*** AVAILABLE RECORDS

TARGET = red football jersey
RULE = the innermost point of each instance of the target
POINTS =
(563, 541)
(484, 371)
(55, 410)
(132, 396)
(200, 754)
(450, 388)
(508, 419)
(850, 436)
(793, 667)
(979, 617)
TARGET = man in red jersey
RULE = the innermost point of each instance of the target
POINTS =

******

* SHORT EXERCISE
Reproduce every one of the records above line for line, with no changes.

* TASK OUTPUT
TARGET = red football jersey
RULE = the innermost point of each instance of the target
POINTS =
(563, 541)
(484, 371)
(55, 410)
(132, 396)
(200, 754)
(450, 388)
(508, 419)
(850, 436)
(793, 667)
(979, 617)
TARGET = man in red jersey
RULE = the innermost point of each instance of the target
POINTS =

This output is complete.